Will you write out every line of the material below, word for word, without changing anything?
_ _ _ _ _ _ _
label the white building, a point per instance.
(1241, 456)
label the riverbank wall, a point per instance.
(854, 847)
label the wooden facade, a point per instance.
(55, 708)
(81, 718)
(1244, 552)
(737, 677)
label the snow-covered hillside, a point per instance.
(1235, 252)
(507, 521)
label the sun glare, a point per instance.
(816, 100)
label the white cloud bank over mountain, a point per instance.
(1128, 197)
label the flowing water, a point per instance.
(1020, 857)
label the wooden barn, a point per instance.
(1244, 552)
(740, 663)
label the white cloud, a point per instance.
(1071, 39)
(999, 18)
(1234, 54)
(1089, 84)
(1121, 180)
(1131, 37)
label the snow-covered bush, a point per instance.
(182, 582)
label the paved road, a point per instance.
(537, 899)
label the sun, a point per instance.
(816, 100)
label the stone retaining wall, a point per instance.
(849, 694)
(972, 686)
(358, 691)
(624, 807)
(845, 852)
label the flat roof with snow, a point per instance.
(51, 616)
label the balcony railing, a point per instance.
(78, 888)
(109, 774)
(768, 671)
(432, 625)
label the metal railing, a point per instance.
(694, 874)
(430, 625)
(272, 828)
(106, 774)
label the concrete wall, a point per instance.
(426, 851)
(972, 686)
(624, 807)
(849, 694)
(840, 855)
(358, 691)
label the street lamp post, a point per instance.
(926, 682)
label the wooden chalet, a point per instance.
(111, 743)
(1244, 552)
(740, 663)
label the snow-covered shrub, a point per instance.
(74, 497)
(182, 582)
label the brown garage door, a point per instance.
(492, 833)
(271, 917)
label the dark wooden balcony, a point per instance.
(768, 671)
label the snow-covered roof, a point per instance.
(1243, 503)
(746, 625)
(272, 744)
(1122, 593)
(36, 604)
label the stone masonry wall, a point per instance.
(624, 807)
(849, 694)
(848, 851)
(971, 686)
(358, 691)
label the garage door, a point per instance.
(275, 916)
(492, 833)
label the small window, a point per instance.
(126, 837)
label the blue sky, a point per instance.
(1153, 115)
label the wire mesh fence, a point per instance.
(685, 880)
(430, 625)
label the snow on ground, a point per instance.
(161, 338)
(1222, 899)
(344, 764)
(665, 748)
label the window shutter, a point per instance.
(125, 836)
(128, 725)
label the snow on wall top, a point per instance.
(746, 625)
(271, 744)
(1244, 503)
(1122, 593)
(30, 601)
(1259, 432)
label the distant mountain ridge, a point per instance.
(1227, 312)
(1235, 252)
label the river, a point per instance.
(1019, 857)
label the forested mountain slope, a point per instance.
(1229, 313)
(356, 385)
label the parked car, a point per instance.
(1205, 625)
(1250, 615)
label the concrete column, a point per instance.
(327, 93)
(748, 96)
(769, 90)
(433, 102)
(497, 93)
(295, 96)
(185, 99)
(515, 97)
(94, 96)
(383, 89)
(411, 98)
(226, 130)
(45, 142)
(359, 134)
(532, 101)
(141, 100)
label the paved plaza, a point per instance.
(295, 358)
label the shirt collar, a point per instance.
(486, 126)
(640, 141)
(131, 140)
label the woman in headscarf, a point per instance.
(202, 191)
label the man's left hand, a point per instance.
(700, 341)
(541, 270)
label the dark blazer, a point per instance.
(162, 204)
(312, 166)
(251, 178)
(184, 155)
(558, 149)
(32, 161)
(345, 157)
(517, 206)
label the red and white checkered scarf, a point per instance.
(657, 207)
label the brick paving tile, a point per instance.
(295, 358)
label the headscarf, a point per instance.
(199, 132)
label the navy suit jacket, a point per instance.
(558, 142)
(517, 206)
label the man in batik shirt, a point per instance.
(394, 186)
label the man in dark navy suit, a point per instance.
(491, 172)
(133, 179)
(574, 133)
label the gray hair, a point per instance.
_ _ _ _ _ _ _
> **Solved problem**
label the white building, a point per instance.
(1241, 456)
label the riverbank wall, a point per instance.
(854, 847)
label the wooden facade, a point per instance.
(55, 708)
(81, 718)
(1244, 552)
(737, 677)
label the snow-covered hillside, a point per instance.
(1235, 252)
(507, 521)
label the sun glare, a point per instance.
(816, 100)
label the white cloud bank over mountain, a point per instance.
(1128, 197)
label the flowing water, a point per instance.
(1020, 857)
label the wooden barn, a point per instance.
(1244, 552)
(740, 663)
label the white cloud, a point per instance.
(1071, 39)
(999, 18)
(1234, 54)
(1089, 84)
(1121, 180)
(1131, 37)
label the snow-covered bush, a point per instance.
(182, 582)
label the paved road, a point per instance.
(537, 899)
label the sun, a point per instance.
(816, 100)
label the stone retaining wall, a point per instance.
(849, 694)
(972, 686)
(358, 691)
(624, 807)
(845, 852)
label the flat roof with snow, a point per instance.
(51, 616)
label the balcony railing, a point per instance.
(78, 888)
(109, 774)
(768, 671)
(432, 625)
label the metal railing, a point per instance.
(694, 874)
(430, 625)
(272, 828)
(106, 774)
label the concrete wall, a point per instance.
(426, 851)
(972, 686)
(624, 807)
(849, 694)
(840, 855)
(358, 691)
label the street lamp post, a point per instance.
(926, 682)
label the wooden chalet, a point per instance.
(111, 743)
(1244, 552)
(740, 663)
label the snow-covered shrub, a point per instance.
(74, 497)
(182, 582)
label the brown garage door, a point per instance.
(492, 833)
(271, 917)
label the dark wooden balcony, a point per instance.
(768, 671)
label the snow-covered roof, a point per instance.
(1243, 503)
(746, 625)
(272, 744)
(1122, 593)
(36, 604)
label the stone masonry wall, a point per instance.
(624, 807)
(849, 694)
(848, 851)
(971, 686)
(358, 691)
label the garage door, a point per instance.
(275, 916)
(492, 833)
label the small window, a point per instance.
(126, 837)
label the blue sky, a point per instance.
(1153, 115)
label the wire mesh fence, a point per instance.
(685, 880)
(430, 625)
label the snow on ground, a point per instance.
(161, 338)
(1222, 899)
(344, 764)
(665, 748)
label the window shutter, a point per instance.
(125, 836)
(128, 725)
label the snow on wall top, a point per instance.
(746, 625)
(271, 744)
(1244, 503)
(1122, 593)
(30, 601)
(1259, 432)
label the distant mountain ridge, a point per instance.
(1227, 312)
(1235, 252)
label the river, a point per instance.
(1019, 857)
label the forested mountain slope, a point per instance.
(1229, 313)
(356, 385)
label the parked car, a point per instance.
(1205, 625)
(1250, 615)
label the concrete column, a point per instance.
(327, 93)
(748, 96)
(769, 90)
(433, 102)
(497, 93)
(295, 96)
(185, 99)
(515, 97)
(94, 96)
(383, 89)
(411, 98)
(226, 130)
(45, 142)
(359, 134)
(532, 101)
(141, 100)
label the paved plaza, a point per instance.
(295, 358)
label the shirt collar, a point per instance.
(486, 126)
(640, 141)
(131, 140)
label the woman in headscarf, a point per instance.
(202, 191)
label the man's left hand, a point per instance.
(700, 341)
(541, 270)
label the dark blazer, a point per instance.
(162, 204)
(312, 166)
(251, 178)
(184, 155)
(558, 149)
(32, 161)
(345, 157)
(517, 206)
label the red and white checkered scarf, a point per instance.
(657, 207)
label the brick paving tile, a point per instance.
(295, 358)
label the headscarf, a point per instance.
(199, 132)
label the navy suit jacket, a point per instance.
(558, 142)
(517, 206)
label the man in batik shirt, a point per instance.
(394, 186)
label the man in dark navy suit, a point per instance.
(491, 172)
(133, 179)
(574, 133)
label the gray hair, a point per instance.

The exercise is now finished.